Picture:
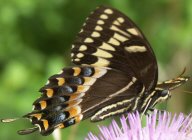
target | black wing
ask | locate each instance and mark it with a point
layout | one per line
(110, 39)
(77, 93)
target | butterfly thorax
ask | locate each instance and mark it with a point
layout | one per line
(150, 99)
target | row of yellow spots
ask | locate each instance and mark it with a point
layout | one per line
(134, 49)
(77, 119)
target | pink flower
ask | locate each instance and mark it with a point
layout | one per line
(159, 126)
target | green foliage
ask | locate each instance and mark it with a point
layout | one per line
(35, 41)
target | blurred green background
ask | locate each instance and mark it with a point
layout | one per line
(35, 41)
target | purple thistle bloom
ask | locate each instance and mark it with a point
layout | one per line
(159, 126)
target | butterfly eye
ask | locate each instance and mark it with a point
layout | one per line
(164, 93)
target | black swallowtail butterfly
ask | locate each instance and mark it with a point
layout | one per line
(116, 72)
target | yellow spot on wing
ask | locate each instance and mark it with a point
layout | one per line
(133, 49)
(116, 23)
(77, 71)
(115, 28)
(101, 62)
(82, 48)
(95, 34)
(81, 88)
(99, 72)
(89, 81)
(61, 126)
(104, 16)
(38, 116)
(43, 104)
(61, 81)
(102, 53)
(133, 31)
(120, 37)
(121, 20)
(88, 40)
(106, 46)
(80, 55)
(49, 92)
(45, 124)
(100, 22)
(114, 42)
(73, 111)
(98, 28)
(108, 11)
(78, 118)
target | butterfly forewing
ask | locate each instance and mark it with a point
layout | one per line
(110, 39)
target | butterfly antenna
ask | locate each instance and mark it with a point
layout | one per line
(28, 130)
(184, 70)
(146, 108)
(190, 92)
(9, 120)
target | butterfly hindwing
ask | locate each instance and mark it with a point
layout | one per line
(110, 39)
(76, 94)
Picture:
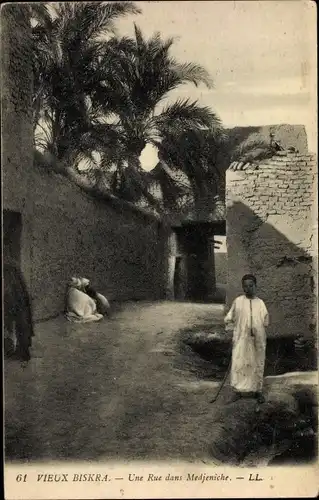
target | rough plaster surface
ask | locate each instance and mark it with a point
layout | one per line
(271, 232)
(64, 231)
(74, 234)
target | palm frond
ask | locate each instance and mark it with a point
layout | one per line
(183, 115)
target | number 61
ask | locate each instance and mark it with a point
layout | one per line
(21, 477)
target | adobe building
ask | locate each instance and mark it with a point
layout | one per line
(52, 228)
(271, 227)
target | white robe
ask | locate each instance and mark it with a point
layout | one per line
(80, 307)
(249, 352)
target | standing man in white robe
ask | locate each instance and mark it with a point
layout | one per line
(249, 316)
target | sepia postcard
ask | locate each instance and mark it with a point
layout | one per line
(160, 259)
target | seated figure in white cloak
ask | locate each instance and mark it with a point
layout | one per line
* * *
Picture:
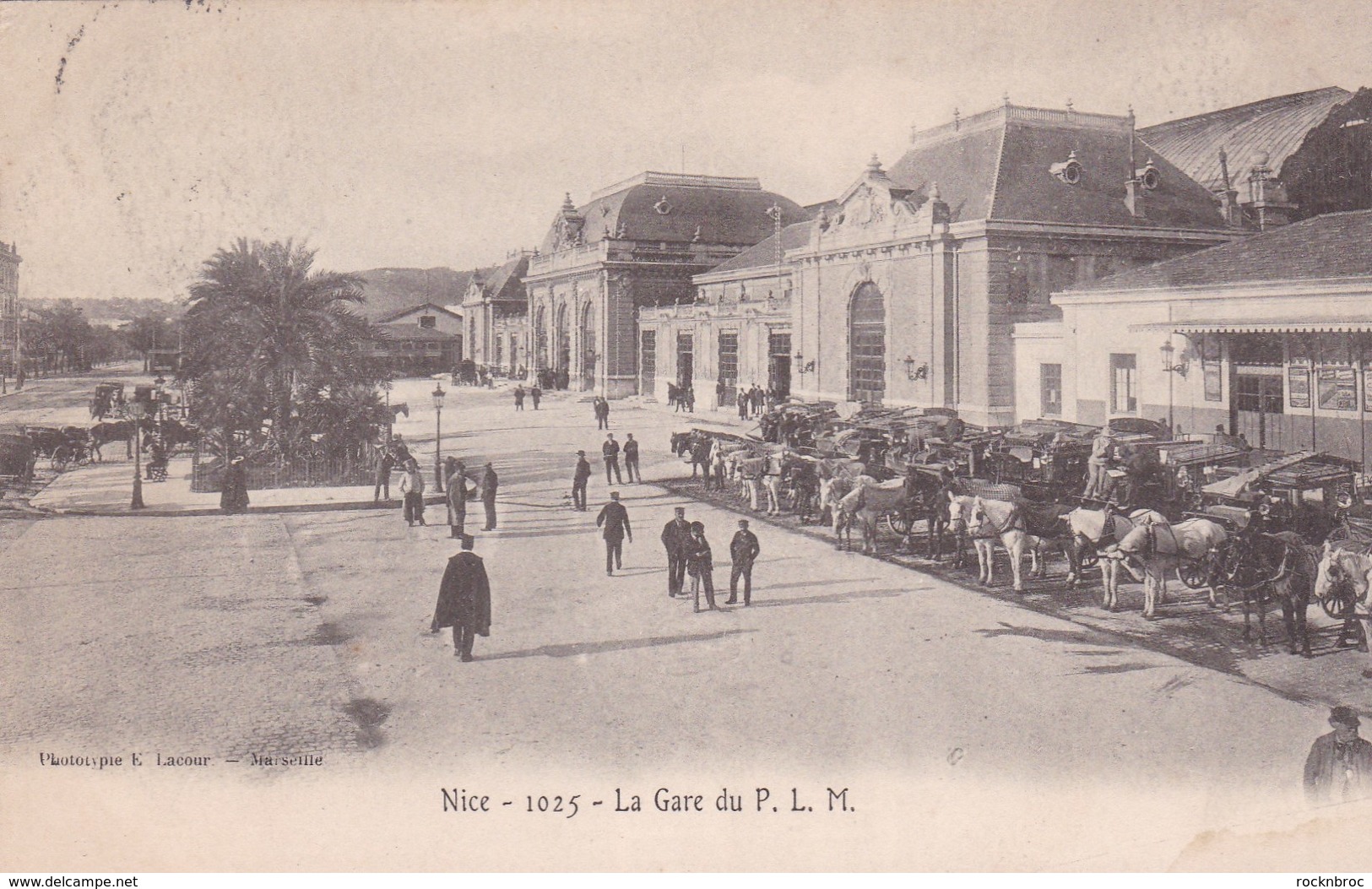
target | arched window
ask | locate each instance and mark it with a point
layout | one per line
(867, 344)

**TASK ITEM:** Extract all lines from the material above that include the word "robe".

**RESULT FOR THIS EXERCISE:**
target | white robe
target | standing man in white robe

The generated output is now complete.